### [WHAT YOU HAVE TO DO]
Transcribe every record exactly, omitting none.

### [PROVIDED DATA]
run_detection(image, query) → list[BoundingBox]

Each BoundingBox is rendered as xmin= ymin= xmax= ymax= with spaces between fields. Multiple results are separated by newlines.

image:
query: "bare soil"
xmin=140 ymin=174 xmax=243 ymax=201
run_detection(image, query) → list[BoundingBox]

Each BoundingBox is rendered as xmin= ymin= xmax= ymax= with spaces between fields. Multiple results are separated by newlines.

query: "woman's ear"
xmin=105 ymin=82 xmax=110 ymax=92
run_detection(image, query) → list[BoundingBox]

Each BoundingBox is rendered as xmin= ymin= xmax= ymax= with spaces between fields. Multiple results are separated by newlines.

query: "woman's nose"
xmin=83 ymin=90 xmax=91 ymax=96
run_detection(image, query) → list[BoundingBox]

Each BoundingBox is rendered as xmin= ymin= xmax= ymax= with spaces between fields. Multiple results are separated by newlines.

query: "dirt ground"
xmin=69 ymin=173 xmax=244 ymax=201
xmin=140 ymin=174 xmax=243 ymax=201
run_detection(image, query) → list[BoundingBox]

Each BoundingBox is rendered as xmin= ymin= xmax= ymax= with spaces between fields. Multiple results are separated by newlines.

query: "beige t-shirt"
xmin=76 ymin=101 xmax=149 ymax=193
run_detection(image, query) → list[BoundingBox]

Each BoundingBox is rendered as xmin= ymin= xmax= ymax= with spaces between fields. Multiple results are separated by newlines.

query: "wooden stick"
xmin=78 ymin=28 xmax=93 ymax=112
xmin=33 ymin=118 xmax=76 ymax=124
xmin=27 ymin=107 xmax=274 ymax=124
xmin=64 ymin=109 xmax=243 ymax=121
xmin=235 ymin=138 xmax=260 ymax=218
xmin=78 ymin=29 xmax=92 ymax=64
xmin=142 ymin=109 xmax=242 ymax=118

### [ANSWER TO THIS PROBLEM]
run_detection(image, query) → list[BoundingBox]

Each BoundingBox is rendered as xmin= ymin= xmax= ymax= with spaces between fields. Multiple results are separated by newlines.

image:
query: "bare soil"
xmin=140 ymin=174 xmax=243 ymax=201
run_detection(image, query) → list[BoundingBox]

Each BoundingBox is rendered as xmin= ymin= xmax= ymax= with spaces between fields. Multiple results are separated by newlines.

query: "woman's ear"
xmin=105 ymin=82 xmax=110 ymax=92
run_detection(image, query) → list[BoundingBox]

Each BoundingBox is rendered as xmin= ymin= xmax= ymax= with spaces between fields. Multiple results are separated by newlines.

query: "woman's nose"
xmin=83 ymin=90 xmax=91 ymax=96
run_detection(image, query) → list[BoundingBox]

Each BoundingBox is rendered as xmin= ymin= xmax= ymax= with spaces between fields. Multiple results are separated by newlines.

query: "dirt ground"
xmin=69 ymin=173 xmax=244 ymax=201
xmin=140 ymin=174 xmax=243 ymax=201
run_detection(image, query) → list[BoundingBox]

Each BoundingBox is rendered as xmin= ymin= xmax= ymax= with spaces between fields. Multiple results are separated by newlines.

query: "beige t-shirt"
xmin=76 ymin=101 xmax=149 ymax=193
run_detection(image, query) → list[BoundingBox]

Each BoundingBox is rendered as xmin= ymin= xmax= ymax= with spaces between fields. Multiple results are separated by newlines.

query: "wooden stick"
xmin=78 ymin=28 xmax=93 ymax=112
xmin=33 ymin=118 xmax=76 ymax=124
xmin=27 ymin=107 xmax=274 ymax=124
xmin=64 ymin=109 xmax=243 ymax=121
xmin=235 ymin=138 xmax=260 ymax=218
xmin=78 ymin=29 xmax=92 ymax=64
xmin=142 ymin=109 xmax=242 ymax=118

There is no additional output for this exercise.